::: Ausgewählter Text :::

Leitsatz (amtlich)
1. Maßgeblich für Kenntnis des Versicherers von einer Anzeigepflichtverletzung ist die Kenntnis desjenigen Mitarbeiters, der mit der Bearbeitung des Falles befasst ist, regelmäßig also des zuständigen Sachbearbeiters in der Leistungsabteilung, zu dessen Aufgabe die Überprüfung der Antragsangeben gehört.
2. Da der Versicherungsnehmer regelmäßig über keine Kenntnisse der Verwaltungsabläufe, insb. der Postverteilung, im Geschäftsbreich des Versicherers verfügt, obliegt dem Versicherer insoweit eine sekundäre Darlegungslast.
Verfahrensgang
LG Stuttgart (Urteil vom 17.03.2006; Aktenzeichen 22 O 408/05) |
Tenor
1. Auf die Berufung der Klägerin wird das Urteil des Einzelrichters der 22. Zivilkammer des LG Stuttgart vom 17.3.2006 - 22 O 408/05 - abgeändert und die Beklagte verurteilt, an die Klägerin 9.035,09 EUR nebst Zinsen hieraus i.H.v. 5 Prozentpunkten über dem Basiszinssatz seit dem 10.5.2005, sowie vorgerichtliche Kosten i.H.v. 449,64 EUR nebst Zinsen hieraus i.H.v. 5 Prozentpunkten über dem Basiszinssatz seit 8.9.2005 zu zahlen.
2. Die Revision wird nicht zugelassen.
3. Die Beklagte trägt die Kosten des Rechtsstreits in beiden Rechtszügen.
4. Das Urteil ist vorläufig vollstreckbar.
Streitwert des Berufungsverfahrens: 9.035 EUR.
Gründe
A. Die Klägerin begehrt als Bezugsberechtigte aus einer von ihrem am 19.12.2004 verstorbenen Ehemann bei der Beklagten genommenen Lebensversicherung die vereinbarte Todesfallleistung (abzgl. von der Beklagten auf den Rückkaufswert und als Beitragsrückerstattung geleisteter Zahlungen) sowie den Ersatz vorgerichtlicher Anwaltskosten.

::: Ausgangsdaten :::

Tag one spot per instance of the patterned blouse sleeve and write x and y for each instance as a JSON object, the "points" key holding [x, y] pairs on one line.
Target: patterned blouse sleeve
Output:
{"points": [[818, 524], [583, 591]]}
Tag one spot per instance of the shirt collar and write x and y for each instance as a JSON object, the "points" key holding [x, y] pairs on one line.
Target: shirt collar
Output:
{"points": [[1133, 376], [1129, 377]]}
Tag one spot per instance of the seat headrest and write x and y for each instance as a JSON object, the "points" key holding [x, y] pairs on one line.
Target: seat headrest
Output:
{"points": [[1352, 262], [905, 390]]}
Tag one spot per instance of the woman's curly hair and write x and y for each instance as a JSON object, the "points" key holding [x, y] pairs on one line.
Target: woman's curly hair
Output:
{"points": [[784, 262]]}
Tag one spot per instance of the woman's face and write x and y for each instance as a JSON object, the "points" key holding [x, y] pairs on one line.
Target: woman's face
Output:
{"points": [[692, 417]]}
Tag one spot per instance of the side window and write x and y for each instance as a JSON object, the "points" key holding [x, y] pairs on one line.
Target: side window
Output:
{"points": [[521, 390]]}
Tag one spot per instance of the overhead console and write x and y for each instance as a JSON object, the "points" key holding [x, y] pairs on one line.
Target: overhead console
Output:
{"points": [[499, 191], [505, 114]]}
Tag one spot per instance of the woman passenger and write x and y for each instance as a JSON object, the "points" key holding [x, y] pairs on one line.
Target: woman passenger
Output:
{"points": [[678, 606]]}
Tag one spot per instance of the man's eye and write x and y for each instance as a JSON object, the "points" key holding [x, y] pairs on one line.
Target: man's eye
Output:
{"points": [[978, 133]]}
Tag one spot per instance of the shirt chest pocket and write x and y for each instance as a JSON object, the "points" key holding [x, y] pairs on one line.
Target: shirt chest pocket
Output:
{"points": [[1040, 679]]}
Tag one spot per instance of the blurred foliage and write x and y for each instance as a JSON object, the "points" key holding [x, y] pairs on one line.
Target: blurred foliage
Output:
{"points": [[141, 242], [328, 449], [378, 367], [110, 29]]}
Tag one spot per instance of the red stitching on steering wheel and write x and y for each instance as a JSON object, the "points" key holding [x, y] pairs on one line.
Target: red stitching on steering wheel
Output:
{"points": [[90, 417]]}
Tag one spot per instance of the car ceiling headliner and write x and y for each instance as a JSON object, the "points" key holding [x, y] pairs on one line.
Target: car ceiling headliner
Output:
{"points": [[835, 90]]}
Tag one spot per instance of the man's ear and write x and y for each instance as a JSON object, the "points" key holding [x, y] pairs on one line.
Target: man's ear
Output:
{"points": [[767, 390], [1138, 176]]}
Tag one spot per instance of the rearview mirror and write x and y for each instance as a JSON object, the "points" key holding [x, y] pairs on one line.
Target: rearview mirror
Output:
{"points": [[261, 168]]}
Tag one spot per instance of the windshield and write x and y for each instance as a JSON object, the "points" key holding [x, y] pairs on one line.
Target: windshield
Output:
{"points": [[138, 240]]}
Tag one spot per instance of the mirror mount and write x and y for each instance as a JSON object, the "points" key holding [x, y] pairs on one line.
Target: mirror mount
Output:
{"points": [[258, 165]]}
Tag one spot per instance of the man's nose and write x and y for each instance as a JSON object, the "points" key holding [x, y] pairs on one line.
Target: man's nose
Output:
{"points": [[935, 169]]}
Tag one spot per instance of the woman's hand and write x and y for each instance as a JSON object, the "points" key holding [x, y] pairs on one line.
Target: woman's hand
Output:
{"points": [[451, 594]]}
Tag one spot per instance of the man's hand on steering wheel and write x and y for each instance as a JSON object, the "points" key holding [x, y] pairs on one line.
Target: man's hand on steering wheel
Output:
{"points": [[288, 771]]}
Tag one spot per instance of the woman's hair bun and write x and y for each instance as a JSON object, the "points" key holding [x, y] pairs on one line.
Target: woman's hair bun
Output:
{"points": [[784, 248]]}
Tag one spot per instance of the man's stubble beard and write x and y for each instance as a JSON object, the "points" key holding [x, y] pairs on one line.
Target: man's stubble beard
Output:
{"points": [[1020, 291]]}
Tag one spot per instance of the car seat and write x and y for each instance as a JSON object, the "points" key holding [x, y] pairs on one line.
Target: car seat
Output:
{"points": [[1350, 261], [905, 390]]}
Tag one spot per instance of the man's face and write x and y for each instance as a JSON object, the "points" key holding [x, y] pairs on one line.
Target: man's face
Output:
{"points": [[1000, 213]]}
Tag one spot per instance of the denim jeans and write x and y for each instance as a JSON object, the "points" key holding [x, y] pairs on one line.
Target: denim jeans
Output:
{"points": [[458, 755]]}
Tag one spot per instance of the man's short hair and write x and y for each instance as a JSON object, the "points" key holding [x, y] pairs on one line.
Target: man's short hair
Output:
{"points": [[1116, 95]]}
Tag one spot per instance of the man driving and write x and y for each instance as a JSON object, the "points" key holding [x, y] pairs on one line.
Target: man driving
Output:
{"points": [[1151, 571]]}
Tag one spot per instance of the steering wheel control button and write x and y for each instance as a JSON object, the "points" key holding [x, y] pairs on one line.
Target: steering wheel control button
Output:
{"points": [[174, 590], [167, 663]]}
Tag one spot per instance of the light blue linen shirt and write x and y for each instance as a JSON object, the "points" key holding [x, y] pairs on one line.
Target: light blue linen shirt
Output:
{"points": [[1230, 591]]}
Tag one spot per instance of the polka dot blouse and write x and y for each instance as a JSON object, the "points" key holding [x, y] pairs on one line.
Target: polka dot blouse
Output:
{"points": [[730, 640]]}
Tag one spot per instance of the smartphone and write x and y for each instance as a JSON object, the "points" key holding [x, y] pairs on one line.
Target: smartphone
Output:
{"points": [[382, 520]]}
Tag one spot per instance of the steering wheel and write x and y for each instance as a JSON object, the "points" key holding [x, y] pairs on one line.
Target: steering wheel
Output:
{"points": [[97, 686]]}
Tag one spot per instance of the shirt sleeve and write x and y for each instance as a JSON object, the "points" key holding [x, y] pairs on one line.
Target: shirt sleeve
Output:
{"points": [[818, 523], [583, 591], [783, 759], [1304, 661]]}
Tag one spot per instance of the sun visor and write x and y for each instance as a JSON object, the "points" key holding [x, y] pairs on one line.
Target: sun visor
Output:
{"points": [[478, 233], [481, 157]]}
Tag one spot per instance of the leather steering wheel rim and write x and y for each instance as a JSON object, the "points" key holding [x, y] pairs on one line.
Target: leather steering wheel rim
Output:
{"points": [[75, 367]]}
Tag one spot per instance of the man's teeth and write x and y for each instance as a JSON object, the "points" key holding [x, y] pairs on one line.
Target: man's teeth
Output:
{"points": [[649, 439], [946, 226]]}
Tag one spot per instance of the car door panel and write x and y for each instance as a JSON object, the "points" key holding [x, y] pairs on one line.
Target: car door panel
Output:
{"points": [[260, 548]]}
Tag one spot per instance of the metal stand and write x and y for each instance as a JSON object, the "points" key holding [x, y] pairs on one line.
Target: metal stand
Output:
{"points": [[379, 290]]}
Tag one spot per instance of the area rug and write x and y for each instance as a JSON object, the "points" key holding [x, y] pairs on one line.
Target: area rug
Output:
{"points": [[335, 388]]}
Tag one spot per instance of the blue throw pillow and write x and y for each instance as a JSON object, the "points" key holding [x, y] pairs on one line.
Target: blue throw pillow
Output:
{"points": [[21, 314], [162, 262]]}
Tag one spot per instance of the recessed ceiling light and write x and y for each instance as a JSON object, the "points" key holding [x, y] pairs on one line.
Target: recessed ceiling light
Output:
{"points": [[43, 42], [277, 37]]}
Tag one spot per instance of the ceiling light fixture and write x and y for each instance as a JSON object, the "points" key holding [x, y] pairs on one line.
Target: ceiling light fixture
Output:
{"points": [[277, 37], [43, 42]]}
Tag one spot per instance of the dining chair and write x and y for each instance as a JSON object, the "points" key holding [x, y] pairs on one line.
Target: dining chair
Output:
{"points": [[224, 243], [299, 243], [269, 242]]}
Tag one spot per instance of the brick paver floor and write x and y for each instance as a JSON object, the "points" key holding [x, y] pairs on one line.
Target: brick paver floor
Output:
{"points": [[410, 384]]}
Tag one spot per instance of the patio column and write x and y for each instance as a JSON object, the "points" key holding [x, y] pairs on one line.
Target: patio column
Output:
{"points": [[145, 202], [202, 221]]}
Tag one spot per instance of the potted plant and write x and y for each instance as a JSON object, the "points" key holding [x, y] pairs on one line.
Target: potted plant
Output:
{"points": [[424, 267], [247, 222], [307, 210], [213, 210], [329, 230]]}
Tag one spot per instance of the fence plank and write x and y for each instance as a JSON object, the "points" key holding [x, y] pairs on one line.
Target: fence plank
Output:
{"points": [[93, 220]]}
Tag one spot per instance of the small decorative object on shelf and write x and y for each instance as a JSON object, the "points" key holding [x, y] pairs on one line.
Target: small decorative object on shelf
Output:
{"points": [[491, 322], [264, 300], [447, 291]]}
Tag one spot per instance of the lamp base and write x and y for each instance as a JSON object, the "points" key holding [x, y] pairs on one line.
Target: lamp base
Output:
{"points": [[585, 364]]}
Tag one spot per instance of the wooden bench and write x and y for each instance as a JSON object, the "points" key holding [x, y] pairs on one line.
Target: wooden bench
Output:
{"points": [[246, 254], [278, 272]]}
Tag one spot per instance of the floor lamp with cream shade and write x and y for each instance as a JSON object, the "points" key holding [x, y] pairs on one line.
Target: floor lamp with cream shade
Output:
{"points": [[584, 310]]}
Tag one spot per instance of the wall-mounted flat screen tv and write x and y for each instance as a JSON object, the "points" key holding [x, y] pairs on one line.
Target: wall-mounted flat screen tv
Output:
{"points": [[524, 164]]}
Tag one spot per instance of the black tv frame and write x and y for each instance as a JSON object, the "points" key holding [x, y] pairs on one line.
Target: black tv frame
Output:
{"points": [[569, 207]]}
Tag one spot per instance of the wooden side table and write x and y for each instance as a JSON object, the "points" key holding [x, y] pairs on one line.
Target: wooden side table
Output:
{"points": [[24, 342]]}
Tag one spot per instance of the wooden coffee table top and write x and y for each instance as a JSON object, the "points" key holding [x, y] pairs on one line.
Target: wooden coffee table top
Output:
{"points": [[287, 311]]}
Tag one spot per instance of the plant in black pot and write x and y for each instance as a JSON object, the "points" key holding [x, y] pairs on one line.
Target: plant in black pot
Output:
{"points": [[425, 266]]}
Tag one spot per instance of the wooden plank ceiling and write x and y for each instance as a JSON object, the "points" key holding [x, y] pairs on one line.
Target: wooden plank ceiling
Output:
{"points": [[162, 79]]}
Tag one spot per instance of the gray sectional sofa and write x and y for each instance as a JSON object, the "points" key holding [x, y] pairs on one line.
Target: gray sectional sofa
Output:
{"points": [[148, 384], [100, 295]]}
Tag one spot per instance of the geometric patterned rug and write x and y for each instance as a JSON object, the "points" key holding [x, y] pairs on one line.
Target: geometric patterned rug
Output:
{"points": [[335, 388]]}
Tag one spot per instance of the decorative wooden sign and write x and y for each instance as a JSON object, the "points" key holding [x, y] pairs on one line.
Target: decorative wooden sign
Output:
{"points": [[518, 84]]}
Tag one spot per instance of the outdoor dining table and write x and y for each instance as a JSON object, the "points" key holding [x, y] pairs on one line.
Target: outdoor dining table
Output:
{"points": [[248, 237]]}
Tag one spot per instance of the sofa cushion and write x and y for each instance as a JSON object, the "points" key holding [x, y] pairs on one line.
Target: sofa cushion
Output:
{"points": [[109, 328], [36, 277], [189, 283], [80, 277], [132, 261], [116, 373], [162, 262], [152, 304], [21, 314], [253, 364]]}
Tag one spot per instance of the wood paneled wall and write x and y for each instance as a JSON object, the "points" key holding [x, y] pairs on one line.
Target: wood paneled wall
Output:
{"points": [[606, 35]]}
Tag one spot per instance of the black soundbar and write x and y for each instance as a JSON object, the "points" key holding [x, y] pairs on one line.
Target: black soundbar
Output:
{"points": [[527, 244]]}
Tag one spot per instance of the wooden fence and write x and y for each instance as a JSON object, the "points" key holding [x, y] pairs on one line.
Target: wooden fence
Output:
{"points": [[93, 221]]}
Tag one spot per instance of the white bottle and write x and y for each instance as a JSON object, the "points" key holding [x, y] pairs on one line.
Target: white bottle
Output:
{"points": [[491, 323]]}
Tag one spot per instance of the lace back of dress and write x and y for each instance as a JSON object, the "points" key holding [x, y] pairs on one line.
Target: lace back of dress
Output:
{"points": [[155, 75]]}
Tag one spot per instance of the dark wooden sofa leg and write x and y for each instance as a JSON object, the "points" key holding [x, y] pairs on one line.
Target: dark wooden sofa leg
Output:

:::

Arbeitsaufträge
(1) Gib aus dem Urteilstext den Abschnitt von „Verfahrensgang“ bis „wird nicht zugelassen.“ wortgetreu wieder.
(2) Nenne alle Geldbeträge, die im Urteilstext in Euro angegeben sind.
(3) Führe den Urteilstext im Anschluss an seinen letzten Satz weiter.

Lösungen
(1)
Verfahrensgang
LG Stuttgart (Urteil vom 17.03.2006; Aktenzeichen 22 O 408/05) |
Tenor
1. Auf die Berufung der Klägerin wird das Urteil des Einzelrichters der 22. Zivilkammer des LG Stuttgart vom 17.3.2006 - 22 O 408/05 - abgeändert und die Beklagte verurteilt, an die Klägerin 9.035,09 EUR nebst Zinsen hieraus i.H.v. 5 Prozentpunkten über dem Basiszinssatz seit dem 10.5.2005, sowie vorgerichtliche Kosten i.H.v. 449,64 EUR nebst Zinsen hieraus i.H.v. 5 Prozentpunkten über dem Basiszinssatz seit 8.9.2005 zu zahlen.
2. Die Revision wird nicht zugelassen.

(2)
9.035,09 EUR
449,64 EUR
9.035 EUR

(3)
Die Beklagte macht geltend, wegen unrichtiger Beantwortung der Gesundheitsfragen durch den Versicherungsnehmer im Versicherungsantrag sei sie rechtzeitig und wirksam zurückgetreten, weshalb sie nicht zur Zahlung der vereinbarten Todesfallleistung verpflichtet sei. Der im Rahmen der Leistungsprüfung erbetene Bericht des Hausarztes des Versicherungsnehmers, auf dessen Inhalt die Beklagte ihren Rücktritt stützt, ist bei der zentralen Posteingangsstelle des Konzerns, dem die Beklagte angehört, am 10.2.2005, 7.42 Uhr eingegangen. Einen weiteren Eingangs- oder Kenntnisnahmevermerk des zuständigen Sachbearbeiters trägt der Arztbericht nicht. Das Schreiben, mit welchem die Beklagte den Rücktritt erklärt hat, ist der Klägerin am 11.3.2005 zugegangen.
Die Beklagte behauptet, der zuständige Sachbearbeiter in ihrer Leistungsabteilung, auf dessen Kenntnis es ankomme, habe von dem Arztbericht erst einige Tage nach Eingang in der zentralen Poststelle, jedenfalls nicht vor dem 11.2.2005, Kenntnis erlangt.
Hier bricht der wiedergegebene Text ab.